[[ RECORDS TO PROCESS, beginning ]]

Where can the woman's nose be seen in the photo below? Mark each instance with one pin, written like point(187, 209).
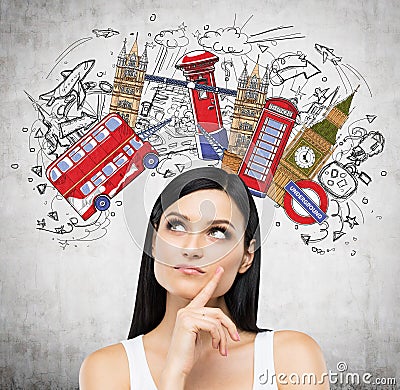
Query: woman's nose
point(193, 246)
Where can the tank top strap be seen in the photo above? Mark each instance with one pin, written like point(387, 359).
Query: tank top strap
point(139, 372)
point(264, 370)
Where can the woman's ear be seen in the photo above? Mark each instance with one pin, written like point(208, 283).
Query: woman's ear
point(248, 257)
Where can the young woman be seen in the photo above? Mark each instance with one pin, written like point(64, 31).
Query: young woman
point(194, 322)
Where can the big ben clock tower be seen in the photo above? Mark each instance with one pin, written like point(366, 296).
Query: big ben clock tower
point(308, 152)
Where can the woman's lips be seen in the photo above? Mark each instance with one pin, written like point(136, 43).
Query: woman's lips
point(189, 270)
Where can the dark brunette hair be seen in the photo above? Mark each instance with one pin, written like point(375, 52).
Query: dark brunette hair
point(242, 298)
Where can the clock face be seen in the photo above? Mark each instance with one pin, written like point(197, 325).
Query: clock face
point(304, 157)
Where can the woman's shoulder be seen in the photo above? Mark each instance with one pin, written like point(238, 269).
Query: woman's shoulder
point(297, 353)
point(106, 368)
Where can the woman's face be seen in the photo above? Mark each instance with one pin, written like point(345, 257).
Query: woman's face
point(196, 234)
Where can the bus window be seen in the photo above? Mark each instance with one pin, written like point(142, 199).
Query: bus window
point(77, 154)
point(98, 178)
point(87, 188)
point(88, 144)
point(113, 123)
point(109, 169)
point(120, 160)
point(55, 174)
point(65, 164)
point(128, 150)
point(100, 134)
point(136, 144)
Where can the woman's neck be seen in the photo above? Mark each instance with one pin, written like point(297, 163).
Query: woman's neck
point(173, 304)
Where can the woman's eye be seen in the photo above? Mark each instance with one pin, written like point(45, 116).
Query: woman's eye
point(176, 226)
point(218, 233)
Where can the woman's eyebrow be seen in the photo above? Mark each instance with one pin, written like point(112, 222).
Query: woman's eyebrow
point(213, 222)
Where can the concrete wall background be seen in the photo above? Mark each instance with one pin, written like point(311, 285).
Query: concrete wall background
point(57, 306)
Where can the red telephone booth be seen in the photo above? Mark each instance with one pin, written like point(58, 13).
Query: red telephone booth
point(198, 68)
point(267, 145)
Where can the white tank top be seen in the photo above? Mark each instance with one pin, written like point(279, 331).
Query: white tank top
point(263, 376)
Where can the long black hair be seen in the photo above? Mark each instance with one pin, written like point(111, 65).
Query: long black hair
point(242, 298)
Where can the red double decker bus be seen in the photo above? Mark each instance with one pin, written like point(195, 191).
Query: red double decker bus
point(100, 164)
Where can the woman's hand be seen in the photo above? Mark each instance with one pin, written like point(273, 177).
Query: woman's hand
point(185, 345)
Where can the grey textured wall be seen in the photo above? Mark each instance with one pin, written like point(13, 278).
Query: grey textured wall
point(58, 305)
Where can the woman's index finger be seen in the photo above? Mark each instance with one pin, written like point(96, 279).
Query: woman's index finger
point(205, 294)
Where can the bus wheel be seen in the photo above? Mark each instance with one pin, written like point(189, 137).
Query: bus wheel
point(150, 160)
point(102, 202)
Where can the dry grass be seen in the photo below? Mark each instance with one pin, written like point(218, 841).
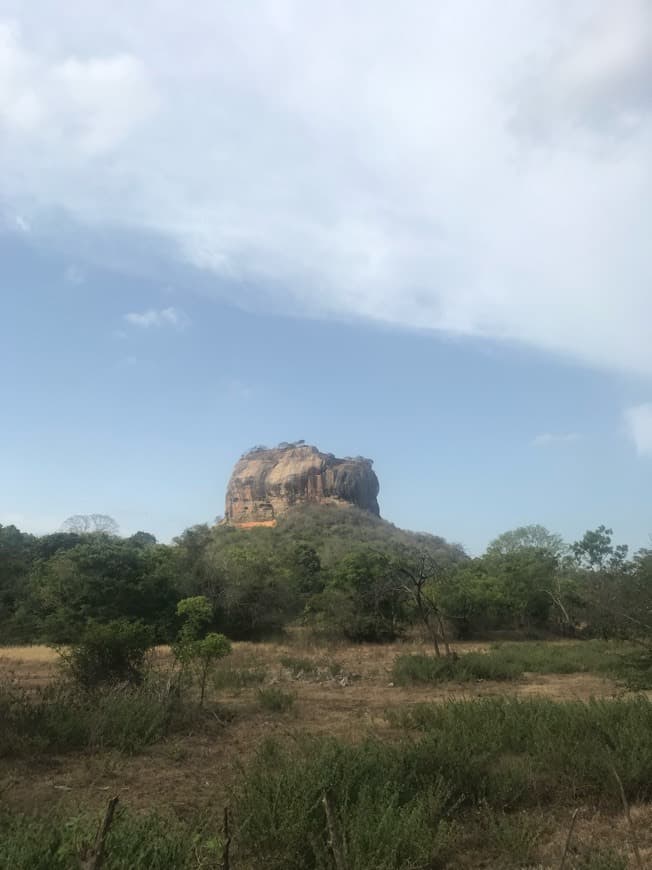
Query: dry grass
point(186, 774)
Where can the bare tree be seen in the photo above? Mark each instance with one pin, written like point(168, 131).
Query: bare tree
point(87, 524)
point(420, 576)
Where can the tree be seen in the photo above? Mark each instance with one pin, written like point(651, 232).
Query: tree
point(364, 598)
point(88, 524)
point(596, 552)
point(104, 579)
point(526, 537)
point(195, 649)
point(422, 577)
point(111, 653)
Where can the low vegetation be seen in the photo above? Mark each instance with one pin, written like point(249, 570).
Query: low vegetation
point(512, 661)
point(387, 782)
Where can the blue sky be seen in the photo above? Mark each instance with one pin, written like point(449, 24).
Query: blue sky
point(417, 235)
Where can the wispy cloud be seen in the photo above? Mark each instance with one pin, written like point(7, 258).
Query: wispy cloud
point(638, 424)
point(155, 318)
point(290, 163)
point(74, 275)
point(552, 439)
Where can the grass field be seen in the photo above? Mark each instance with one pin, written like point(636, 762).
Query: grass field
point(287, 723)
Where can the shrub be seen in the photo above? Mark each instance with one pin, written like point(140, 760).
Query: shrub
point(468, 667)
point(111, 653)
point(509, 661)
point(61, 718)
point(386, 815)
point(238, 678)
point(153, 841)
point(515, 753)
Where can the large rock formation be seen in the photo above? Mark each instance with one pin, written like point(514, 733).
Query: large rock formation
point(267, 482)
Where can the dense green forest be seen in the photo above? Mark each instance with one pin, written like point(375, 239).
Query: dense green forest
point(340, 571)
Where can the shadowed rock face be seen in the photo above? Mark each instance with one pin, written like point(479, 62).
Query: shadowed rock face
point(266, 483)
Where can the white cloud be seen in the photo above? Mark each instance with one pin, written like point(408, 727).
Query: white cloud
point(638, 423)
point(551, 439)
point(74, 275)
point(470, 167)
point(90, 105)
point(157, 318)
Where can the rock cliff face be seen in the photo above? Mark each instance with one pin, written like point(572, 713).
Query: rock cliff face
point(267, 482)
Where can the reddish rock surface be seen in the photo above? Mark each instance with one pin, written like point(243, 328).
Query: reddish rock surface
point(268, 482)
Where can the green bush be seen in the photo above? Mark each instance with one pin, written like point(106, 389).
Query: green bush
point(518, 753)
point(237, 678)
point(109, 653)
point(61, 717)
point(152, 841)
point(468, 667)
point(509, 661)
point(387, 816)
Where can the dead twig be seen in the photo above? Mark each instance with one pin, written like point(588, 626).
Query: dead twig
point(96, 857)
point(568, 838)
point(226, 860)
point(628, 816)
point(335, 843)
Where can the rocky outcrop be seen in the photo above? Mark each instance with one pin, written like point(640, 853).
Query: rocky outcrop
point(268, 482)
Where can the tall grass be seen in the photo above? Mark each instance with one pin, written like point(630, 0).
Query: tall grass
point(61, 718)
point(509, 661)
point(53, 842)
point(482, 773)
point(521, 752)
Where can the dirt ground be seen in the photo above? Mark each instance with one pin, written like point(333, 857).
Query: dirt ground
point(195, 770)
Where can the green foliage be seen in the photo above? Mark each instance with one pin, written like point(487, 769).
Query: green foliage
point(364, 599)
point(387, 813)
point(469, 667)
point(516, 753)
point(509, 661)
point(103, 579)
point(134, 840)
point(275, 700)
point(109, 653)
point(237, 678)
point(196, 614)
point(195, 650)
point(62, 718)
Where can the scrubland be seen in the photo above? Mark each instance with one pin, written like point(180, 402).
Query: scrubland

[[ RECORDS TO PROCESS, end ]]

TASK INSTRUCTIONS | Across the records above, tally the lines that contain "scrubland" and return the number alone.

THE ANSWER | 2